A client asks:
“For our next email campaign, we have 6,000 names available. Should we test 3,000 names first with two subject lines and then roll out the remaining 3,000 using the winning message? Or just send out all 6,000 and do an A/B test on the entire list?”
My answer: Option B (send the entire list). Here’s why:
Normally, I’m all for the “test then roll out” strategy but here the client didn’t really have the numbers to pull it off. With a larger list, testing message using a sample cell first is a great way to maximize overall response and minimize risk. For example, when broadcasting to a combination of in-house and rented lists, it often pays to test message (or offer, or whatever) on the free, in-house names first, then roll-out the winning version to the more costly rented names. (Note: since the in-house list isn’t a sample of the rented file, this isn’t a pure test, technically speaking.)
In the client scenario above, however, even if the email campaign in question were to generate a response rate of say, 4 percent, the two test cells would need to differ by a significant margin (much more than 1 percent) in order to achieve statistical significance. For example:
1,500 names x 4 percent = 60 responses
1,500 names x 5 percent = 75 responses
A difference of 15 names isn’t large enough to be confidently attributed to something other than sampling error. I reach that conclusion based on more than just hunch – you can determine statistical significance easily through this simple online calculator.

▸ MATERIAL SUPPLIED:

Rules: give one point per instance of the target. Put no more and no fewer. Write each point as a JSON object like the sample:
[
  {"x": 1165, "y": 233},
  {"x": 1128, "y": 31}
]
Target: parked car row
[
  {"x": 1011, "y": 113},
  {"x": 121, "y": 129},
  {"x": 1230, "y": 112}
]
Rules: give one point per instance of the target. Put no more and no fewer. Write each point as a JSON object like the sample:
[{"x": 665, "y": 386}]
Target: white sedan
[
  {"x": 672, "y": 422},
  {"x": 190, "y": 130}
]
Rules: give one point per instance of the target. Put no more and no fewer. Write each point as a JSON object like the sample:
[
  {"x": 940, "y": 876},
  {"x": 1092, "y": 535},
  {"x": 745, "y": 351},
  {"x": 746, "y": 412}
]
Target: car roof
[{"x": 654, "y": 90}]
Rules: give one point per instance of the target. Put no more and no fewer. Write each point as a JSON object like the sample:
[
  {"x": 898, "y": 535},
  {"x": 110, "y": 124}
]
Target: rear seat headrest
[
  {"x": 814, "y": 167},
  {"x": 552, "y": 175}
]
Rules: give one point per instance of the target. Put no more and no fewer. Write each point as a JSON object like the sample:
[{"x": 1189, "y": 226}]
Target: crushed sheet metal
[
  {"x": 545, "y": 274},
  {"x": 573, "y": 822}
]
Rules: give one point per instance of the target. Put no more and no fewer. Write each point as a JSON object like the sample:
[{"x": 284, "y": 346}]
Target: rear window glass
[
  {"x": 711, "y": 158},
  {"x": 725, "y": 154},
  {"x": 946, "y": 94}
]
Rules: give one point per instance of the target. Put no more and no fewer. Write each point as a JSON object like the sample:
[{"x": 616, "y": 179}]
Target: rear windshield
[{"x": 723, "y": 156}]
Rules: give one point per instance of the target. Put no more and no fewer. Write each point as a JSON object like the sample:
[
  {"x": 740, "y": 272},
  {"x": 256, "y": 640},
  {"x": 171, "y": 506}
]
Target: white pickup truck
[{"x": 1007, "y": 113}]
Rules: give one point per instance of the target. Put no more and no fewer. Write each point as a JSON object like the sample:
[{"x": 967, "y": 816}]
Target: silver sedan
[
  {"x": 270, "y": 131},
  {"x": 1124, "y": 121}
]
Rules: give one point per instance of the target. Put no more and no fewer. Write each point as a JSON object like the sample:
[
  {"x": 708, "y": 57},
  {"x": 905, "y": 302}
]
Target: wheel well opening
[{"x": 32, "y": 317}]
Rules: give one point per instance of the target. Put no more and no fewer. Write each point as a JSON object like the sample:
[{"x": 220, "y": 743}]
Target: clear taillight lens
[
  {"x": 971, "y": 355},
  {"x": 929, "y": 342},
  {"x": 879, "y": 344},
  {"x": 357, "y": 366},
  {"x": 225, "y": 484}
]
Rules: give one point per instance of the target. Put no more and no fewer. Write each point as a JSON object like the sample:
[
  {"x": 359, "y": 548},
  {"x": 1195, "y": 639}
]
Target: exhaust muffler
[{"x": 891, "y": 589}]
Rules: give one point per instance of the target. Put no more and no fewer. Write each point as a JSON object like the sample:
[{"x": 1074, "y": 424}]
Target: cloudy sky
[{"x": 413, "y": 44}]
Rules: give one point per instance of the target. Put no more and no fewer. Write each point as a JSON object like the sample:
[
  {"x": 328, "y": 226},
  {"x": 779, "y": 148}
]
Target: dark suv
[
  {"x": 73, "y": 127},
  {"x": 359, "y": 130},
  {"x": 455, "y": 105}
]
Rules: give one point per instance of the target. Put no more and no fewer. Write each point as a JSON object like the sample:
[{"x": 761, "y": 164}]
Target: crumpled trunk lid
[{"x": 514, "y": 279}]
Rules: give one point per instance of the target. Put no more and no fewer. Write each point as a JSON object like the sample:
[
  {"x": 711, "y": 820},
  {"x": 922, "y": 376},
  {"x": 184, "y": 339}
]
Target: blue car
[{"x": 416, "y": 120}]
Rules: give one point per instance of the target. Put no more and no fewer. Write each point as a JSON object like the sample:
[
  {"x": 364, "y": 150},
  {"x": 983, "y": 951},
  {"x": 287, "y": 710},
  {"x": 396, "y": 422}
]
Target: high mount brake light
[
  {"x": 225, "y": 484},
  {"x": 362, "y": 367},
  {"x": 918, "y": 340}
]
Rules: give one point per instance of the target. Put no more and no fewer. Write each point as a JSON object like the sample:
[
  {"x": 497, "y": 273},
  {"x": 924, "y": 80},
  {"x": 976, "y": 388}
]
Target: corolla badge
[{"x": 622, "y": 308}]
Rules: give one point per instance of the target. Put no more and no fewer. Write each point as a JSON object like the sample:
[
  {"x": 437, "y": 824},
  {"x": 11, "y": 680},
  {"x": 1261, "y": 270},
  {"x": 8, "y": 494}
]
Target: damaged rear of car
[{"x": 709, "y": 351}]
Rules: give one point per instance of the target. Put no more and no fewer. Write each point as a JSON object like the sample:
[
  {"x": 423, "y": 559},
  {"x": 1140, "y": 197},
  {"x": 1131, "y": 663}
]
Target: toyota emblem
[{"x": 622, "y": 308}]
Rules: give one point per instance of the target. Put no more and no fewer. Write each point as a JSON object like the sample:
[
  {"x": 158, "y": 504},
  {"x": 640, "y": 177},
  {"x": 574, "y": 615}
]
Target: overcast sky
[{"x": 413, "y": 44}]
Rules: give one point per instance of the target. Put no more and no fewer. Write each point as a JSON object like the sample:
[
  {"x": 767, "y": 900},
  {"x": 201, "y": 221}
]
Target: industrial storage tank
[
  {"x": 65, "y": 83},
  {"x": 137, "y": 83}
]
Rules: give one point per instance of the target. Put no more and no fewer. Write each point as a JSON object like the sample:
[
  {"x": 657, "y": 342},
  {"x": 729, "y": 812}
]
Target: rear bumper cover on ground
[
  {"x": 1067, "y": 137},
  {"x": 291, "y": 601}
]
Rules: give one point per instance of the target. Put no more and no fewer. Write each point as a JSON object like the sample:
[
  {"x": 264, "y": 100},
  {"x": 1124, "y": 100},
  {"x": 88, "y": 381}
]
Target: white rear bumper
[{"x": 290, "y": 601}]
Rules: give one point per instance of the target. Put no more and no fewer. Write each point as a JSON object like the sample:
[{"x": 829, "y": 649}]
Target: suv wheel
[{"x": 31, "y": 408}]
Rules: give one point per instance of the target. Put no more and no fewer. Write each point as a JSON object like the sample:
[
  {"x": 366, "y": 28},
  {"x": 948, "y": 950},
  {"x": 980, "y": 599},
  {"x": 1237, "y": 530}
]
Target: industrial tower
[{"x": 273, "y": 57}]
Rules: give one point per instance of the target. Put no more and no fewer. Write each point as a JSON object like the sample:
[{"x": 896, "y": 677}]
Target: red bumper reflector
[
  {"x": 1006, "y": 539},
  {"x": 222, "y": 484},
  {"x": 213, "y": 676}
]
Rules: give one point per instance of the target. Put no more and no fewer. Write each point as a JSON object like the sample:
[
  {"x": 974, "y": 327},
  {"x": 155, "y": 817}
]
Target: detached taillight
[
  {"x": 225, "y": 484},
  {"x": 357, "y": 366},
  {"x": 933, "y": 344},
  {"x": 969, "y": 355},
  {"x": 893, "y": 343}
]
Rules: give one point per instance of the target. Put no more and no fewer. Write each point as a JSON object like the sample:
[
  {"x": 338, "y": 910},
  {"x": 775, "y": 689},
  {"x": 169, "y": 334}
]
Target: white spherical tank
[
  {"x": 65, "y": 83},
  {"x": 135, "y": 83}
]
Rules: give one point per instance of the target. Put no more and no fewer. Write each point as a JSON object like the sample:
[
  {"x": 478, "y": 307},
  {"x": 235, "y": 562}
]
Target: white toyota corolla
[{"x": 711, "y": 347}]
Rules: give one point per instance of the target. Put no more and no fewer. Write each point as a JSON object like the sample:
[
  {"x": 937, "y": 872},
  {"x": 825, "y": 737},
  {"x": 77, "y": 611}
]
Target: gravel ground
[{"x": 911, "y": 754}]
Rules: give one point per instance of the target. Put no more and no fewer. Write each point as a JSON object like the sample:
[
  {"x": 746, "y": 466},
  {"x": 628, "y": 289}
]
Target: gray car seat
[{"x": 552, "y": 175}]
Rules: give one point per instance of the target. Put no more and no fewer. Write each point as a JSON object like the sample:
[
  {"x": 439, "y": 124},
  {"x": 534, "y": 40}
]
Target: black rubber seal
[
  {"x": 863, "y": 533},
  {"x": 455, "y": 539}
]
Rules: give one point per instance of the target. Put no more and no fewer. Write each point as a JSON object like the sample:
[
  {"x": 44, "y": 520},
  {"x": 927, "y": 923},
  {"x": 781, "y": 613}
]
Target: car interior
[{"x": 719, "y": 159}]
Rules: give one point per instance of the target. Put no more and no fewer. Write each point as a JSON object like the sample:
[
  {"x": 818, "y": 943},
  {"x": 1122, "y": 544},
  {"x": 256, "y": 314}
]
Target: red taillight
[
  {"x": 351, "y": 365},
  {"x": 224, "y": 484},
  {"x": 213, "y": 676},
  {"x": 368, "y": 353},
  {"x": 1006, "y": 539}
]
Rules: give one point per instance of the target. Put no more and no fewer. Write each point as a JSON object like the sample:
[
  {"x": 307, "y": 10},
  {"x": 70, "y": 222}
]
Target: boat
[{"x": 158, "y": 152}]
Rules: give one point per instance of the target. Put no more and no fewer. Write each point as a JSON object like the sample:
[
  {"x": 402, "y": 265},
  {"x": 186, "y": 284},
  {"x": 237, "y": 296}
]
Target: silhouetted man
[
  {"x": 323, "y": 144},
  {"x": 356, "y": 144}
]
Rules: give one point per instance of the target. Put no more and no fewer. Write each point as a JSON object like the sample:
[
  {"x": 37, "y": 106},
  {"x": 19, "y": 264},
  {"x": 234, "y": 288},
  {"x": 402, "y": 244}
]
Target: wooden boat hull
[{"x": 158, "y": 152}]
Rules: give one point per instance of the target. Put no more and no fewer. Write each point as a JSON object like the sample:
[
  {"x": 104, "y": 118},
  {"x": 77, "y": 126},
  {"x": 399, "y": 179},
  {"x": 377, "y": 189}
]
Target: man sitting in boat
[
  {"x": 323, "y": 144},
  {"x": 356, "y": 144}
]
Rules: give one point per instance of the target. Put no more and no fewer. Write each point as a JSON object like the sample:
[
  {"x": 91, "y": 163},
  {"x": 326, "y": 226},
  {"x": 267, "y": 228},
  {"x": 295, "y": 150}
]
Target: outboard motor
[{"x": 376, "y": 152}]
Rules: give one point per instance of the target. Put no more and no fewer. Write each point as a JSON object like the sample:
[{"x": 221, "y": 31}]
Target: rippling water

▸ TO DO:
(1) In the email campaign advice, quote the passage between "In the client" and "simple online calculator.", inclusive.
(2) Answer from the email campaign advice:
(a) How many names does the client have available for the next campaign?
(b) Which option does the writer recommend?
(c) How many responses do 1,500 names at 5 percent produce?
(3) Continue the email campaign advice from its last sentence.

▸ RESPONSES IN ORDER:
(1)
In the client scenario above, however, even if the email campaign in question were to generate a response rate of say, 4 percent, the two test cells would need to differ by a significant margin (much more than 1 percent) in order to achieve statistical significance. For example:
1,500 names x 4 percent = 60 responses
1,500 names x 5 percent = 75 responses
A difference of 15 names isn’t large enough to be confidently attributed to something other than sampling error. I reach that conclusion based on more than just hunch – you can determine statistical significance easily through this simple online calculator.

(2)
(a) 6,000
(b) Option B (send the entire list)
(c) 75

(3)
According to the calculator, in the scenario above, the second test cell would need to generate a response rate of 6 percent – a full 50 percent higher than the control – in order to be statistically significant. Or, put another way, in order for a 1 percent difference in response to be significant, the sample sizes would need to be in excess of 3,000 names each.
Nice post Howard. Your points are right on, but I’d like to add one thought.
I believe it is worth considering that part of the problem lies in what is being tested. If offer A were to drive a 4% response rate and offer B were to drive a 6% response rate, then the results would in fact represent a statistically significant difference. There wouldn’t be an issue determining a clear winner.
Often it seems that marketers put the cart before the horse by making statistical significance their goal in testing. It isn’t. The goal is to learn things that help us make our businesses better. Sometimes, if the results from a test aren’t statistically significant, it just means you need to go back to the drawing board and find something better to test.